*Your goal*. Repeat the following lines exactly and nothing else: the line containing "of the dense" and each line after it through the end of the listing.

+ + + + +

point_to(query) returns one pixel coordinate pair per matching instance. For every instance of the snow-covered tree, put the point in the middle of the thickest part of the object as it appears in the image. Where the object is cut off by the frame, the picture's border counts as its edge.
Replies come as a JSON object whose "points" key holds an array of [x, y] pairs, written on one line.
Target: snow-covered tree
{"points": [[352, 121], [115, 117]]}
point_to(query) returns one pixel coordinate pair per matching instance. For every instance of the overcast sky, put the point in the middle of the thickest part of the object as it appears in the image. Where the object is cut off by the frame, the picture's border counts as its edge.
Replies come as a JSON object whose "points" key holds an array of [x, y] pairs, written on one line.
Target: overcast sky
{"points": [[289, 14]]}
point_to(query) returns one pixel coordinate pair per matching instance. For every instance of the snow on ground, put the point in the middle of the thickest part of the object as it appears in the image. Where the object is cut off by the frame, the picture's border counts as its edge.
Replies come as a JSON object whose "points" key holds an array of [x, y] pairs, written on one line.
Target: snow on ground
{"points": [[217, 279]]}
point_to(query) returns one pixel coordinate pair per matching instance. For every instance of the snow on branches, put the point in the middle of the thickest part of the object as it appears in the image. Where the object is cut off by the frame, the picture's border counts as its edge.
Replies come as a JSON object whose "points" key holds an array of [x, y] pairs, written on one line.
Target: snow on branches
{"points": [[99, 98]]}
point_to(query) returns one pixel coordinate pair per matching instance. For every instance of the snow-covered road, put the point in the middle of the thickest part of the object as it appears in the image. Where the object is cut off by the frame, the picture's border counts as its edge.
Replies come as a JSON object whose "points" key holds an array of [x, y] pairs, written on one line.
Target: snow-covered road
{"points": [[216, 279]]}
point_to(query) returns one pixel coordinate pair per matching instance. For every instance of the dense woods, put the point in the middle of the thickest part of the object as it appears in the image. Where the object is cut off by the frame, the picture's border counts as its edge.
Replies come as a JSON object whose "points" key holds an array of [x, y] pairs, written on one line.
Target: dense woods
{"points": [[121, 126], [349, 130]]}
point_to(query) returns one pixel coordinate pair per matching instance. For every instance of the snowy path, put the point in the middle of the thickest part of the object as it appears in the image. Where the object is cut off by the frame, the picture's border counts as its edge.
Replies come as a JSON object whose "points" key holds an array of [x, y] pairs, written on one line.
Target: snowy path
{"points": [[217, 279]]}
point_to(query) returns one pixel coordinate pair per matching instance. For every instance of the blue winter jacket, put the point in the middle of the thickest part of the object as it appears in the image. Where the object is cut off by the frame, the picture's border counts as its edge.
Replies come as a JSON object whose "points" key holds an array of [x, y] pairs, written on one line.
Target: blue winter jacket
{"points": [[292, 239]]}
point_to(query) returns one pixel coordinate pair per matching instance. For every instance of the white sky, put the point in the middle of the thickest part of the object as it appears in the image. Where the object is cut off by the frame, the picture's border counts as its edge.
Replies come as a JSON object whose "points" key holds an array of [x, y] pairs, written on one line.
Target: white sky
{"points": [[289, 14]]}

+ + + + +

*Answer for the task*.
point_to(query) returns one pixel coordinate pair per matching instance. For every instance of the dense woods, put the point in the middle of the thickest part of the object as it appears in the image. Where the object is cut off by the frame, the picture's border counts as its edge.
Replies come as a JSON object whose "points" key holds an array of [x, y] pairs, written on one line.
Target: dense woods
{"points": [[121, 126], [349, 130]]}
point_to(query) returns one pixel coordinate pair per matching instance. For every instance of the snowy path, put the point in the middle of the thickest part of the object as it appears in the image. Where the object is cut off by the frame, the picture's border counts as its edge.
Replies come as a JSON object whose "points" key holds an array of [x, y] pairs, written on one line.
Target: snowy path
{"points": [[217, 279]]}
point_to(query) returns one pixel coordinate pair per matching instance. For every instance of the blue winter jacket, put the point in the middle of the thickest part of the object as it appears in the image. Where the object is cut off by the frame, the picture's border counts as its edge.
Replies come as a JSON object whose "points" key holds an array of [x, y] pairs, written on one line.
Target: blue winter jacket
{"points": [[292, 239]]}
point_to(query) returns one pixel coordinate pair per matching instance. For every instance of the white sky, put the point in the middle of the thickest part of the object as it appears in the image. Where the object is cut off by the frame, the picture's border counts as its edge.
Replies come as a JSON object whose "points" key holds an array of [x, y] pairs, written on one line.
Target: white sky
{"points": [[289, 14]]}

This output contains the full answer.